WORK TO DO: Reproduce exactly the lines from the line containing "Every instance of the desert" through the end of the records below, including both ends, and nothing else.

---------- RECORDS FOR THIS TASK

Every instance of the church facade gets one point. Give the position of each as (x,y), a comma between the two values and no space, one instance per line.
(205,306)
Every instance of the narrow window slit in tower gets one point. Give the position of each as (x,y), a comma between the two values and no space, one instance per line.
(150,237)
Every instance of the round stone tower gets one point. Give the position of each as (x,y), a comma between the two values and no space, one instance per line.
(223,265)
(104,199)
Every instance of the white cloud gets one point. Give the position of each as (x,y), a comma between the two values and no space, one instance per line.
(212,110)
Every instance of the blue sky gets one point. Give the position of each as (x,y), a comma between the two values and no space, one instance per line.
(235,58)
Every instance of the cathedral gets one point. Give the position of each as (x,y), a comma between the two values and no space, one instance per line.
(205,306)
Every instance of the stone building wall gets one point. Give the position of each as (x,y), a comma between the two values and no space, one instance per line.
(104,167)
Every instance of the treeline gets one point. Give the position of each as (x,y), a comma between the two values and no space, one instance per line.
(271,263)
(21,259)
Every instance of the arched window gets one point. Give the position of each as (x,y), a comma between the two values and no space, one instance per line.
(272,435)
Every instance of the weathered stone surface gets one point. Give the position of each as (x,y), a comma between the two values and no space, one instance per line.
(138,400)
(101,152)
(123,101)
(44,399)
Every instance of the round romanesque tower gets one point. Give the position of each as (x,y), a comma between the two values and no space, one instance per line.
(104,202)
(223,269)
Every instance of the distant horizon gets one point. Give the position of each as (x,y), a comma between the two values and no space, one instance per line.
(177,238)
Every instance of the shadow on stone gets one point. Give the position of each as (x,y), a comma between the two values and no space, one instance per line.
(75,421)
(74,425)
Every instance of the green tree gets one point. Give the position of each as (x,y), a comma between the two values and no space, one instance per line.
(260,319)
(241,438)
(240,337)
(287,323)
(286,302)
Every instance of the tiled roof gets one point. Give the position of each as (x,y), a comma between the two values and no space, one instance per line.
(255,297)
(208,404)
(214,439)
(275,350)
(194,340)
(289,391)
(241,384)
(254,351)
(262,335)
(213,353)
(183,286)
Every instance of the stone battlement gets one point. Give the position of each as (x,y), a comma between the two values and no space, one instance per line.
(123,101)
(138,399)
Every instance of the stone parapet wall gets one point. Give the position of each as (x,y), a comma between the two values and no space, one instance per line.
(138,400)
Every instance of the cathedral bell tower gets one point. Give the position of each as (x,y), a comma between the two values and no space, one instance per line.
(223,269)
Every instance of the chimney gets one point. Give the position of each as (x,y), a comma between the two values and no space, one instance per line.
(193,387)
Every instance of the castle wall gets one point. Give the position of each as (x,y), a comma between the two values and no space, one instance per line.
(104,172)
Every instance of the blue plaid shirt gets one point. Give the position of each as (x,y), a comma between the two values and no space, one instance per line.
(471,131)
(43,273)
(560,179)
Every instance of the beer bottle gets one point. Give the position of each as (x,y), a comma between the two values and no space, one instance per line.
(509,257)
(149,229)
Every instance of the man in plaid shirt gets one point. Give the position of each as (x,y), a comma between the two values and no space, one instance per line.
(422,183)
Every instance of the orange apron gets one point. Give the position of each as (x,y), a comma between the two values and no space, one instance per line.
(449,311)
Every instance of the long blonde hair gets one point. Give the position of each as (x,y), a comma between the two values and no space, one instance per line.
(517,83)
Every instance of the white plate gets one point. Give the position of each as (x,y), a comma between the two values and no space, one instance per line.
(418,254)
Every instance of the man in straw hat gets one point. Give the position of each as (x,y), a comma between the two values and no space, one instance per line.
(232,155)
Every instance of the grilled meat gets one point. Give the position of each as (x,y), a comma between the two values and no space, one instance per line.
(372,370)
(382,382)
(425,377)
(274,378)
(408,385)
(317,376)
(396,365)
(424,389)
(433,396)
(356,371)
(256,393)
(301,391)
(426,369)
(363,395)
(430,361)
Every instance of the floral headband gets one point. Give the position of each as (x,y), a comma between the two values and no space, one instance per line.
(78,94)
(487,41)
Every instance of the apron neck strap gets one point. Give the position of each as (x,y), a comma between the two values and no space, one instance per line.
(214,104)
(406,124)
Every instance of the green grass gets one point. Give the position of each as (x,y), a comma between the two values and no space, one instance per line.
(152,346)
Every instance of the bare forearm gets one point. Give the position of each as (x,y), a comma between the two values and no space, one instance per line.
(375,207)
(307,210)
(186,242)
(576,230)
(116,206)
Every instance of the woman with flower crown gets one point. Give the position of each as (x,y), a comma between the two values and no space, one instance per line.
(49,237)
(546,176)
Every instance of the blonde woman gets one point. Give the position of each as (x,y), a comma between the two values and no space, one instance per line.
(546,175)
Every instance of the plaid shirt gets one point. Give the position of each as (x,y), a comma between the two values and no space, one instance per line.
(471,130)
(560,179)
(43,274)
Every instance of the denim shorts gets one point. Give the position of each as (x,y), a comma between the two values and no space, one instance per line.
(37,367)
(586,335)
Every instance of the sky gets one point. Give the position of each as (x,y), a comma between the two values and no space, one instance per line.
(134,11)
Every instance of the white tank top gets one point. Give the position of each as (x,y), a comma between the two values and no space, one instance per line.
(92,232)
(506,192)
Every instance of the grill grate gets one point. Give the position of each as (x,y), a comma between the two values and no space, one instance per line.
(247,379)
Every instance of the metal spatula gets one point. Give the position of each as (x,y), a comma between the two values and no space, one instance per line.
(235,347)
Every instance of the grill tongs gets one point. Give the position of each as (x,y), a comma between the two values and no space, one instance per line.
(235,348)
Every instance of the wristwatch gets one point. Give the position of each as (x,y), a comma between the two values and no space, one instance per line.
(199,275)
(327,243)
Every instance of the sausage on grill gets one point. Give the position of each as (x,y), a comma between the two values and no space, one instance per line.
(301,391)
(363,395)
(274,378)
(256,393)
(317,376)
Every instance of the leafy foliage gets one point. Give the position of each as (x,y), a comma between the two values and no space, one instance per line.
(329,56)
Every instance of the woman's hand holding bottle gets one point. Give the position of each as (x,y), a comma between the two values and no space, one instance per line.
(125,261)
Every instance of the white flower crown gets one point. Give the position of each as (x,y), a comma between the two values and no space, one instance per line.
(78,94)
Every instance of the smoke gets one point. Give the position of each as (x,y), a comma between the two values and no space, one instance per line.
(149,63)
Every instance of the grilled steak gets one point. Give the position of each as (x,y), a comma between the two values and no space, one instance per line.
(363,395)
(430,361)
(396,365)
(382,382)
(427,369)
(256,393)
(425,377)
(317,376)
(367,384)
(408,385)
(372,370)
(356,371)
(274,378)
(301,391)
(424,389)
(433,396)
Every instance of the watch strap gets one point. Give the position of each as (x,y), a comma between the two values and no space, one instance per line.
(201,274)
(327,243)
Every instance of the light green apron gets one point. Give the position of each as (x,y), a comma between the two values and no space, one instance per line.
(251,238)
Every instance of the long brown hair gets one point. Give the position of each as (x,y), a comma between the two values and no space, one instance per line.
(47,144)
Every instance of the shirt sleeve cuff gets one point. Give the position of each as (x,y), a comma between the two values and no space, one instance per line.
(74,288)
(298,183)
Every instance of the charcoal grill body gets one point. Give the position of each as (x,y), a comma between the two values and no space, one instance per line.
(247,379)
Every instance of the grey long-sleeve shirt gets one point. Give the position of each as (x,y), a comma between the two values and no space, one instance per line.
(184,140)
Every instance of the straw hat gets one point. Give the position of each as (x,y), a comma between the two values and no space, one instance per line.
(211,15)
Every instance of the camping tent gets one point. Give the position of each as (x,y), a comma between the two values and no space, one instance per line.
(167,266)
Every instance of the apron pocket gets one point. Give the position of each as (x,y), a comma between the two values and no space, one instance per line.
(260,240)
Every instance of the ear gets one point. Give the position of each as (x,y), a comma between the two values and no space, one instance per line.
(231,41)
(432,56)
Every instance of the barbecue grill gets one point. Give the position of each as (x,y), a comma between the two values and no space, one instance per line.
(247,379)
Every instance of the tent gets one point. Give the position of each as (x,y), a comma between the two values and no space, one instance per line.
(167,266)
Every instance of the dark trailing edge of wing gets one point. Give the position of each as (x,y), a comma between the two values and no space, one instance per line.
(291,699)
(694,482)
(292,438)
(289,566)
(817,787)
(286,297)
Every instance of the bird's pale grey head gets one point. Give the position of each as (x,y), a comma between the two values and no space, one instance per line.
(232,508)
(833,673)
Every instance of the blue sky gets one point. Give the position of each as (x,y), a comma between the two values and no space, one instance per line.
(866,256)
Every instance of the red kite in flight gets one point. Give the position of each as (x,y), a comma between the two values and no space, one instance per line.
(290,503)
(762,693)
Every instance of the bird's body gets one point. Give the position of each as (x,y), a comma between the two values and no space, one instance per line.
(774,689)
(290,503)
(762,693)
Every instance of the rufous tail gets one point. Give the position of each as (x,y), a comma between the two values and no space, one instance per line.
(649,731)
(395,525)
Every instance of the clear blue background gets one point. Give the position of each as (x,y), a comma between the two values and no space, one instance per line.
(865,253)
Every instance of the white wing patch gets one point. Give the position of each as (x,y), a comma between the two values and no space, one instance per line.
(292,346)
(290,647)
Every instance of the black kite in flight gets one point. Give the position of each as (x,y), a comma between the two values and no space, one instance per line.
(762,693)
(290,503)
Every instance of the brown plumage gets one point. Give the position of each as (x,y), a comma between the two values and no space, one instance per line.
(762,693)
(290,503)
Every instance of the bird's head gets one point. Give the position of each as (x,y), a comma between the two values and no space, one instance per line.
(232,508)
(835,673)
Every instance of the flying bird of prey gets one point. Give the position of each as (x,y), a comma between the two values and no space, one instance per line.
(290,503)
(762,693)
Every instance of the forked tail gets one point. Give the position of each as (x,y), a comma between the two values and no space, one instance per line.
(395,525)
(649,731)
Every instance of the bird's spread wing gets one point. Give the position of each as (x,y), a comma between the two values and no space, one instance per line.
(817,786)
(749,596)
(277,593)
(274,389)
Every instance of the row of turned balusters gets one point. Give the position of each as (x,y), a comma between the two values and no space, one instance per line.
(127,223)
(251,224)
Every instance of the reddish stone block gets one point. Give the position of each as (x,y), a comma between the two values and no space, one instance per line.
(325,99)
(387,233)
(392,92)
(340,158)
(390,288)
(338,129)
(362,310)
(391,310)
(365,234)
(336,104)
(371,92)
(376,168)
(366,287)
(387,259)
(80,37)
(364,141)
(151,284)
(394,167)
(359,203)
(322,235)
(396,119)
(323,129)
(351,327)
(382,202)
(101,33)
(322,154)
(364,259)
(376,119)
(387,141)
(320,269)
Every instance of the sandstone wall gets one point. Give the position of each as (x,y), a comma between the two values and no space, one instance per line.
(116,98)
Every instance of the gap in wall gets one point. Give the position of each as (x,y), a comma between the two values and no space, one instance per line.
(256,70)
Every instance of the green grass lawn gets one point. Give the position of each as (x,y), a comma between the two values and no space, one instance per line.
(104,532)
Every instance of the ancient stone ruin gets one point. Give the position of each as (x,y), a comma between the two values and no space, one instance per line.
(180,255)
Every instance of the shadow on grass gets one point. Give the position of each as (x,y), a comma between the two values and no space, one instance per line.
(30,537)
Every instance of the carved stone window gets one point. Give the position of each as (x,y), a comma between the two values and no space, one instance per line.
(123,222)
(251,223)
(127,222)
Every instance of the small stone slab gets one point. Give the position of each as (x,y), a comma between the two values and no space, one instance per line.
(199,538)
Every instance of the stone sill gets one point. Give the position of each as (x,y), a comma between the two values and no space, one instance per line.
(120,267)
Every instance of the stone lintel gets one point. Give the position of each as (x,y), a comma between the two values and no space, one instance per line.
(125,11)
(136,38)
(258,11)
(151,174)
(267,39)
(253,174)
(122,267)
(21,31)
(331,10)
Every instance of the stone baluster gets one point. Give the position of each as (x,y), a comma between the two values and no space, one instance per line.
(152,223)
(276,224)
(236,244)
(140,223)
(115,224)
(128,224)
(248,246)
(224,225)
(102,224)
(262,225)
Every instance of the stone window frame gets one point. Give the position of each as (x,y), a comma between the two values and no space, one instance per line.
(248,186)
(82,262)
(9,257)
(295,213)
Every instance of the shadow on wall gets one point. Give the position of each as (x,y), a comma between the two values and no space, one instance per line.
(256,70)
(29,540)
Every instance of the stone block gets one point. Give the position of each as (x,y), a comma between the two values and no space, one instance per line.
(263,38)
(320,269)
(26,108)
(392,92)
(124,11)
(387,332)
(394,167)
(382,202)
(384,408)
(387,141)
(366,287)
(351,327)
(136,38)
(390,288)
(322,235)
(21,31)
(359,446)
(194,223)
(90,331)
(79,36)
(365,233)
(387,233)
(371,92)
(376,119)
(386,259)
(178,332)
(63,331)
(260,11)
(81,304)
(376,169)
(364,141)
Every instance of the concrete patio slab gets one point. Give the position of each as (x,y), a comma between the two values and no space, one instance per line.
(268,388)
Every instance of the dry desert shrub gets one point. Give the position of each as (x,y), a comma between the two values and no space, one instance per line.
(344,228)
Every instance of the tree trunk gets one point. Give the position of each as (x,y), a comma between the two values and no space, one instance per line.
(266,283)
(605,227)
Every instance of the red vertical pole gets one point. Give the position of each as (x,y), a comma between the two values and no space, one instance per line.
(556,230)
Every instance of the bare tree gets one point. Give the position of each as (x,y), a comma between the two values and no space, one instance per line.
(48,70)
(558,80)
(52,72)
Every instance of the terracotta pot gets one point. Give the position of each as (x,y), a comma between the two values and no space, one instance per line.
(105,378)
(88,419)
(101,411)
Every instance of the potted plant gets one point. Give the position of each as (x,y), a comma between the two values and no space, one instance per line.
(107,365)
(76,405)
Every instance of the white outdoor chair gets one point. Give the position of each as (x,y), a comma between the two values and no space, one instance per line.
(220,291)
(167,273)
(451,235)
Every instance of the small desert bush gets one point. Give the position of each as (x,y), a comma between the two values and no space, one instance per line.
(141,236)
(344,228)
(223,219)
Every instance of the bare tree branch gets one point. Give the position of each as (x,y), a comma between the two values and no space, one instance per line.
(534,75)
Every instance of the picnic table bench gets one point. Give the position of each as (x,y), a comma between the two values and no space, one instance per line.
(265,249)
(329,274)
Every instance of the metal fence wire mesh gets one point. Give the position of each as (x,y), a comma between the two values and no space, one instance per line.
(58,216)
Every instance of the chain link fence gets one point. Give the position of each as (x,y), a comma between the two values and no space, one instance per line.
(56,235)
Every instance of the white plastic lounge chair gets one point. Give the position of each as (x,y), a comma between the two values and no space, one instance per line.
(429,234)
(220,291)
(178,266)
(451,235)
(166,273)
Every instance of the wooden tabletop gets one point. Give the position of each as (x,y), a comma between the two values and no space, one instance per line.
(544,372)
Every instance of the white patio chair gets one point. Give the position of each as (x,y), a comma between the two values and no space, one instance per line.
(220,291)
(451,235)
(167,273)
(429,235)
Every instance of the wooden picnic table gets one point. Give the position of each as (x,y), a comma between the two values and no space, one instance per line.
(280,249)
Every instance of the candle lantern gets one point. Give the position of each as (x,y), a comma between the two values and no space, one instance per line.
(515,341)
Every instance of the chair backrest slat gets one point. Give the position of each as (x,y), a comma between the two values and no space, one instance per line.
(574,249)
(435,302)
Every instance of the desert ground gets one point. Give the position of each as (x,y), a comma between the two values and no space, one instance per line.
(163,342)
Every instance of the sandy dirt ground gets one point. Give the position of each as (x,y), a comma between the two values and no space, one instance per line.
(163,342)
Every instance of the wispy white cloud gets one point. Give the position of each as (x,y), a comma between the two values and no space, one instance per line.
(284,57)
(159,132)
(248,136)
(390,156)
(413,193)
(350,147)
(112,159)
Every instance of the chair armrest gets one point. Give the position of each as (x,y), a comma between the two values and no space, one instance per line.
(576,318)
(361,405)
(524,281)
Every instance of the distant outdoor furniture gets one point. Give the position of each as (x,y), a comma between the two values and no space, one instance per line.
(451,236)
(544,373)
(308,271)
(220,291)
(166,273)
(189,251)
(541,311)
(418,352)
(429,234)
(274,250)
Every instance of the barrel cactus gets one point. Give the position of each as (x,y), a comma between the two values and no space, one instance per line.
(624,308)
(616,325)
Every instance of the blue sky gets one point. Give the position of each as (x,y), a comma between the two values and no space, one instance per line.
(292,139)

--------------------

WRITTEN RESPONSE:
Every instance of the desert ground gets one point. Give the position of each as (x,y), a comma between the two values and no space, one instance per line.
(163,342)
Every instance of the sandy dirt ground gets one point. Give the position of each as (x,y), a comma between the two values and no space, one instance per line.
(163,342)
Every instance of the wispy white cloud gets one point. Give the position of each as (x,y), a comma between the two values and no space, one instance per line.
(284,57)
(159,132)
(248,136)
(390,156)
(413,193)
(350,147)
(112,159)
Every instance of the chair armrest gets one point. Give the position of each as (x,y), a comma between the two values and no space, one instance per line.
(576,318)
(361,405)
(524,281)
Every instance of the distant outdoor furniture gets one point. Give the position of each as (x,y), a comma between the two values and no space, one instance per line.
(451,236)
(544,373)
(308,271)
(220,291)
(166,273)
(189,251)
(541,311)
(418,352)
(429,234)
(274,250)
Every instance of the barrel cactus gets one point. Give the position of each as (x,y), a comma between the two values and no space, one instance per line.
(624,308)
(616,325)
Every instance of the blue sky gets one point. Give the position of each as (x,y), a comma between the two values and no space, one instance per line.
(292,139)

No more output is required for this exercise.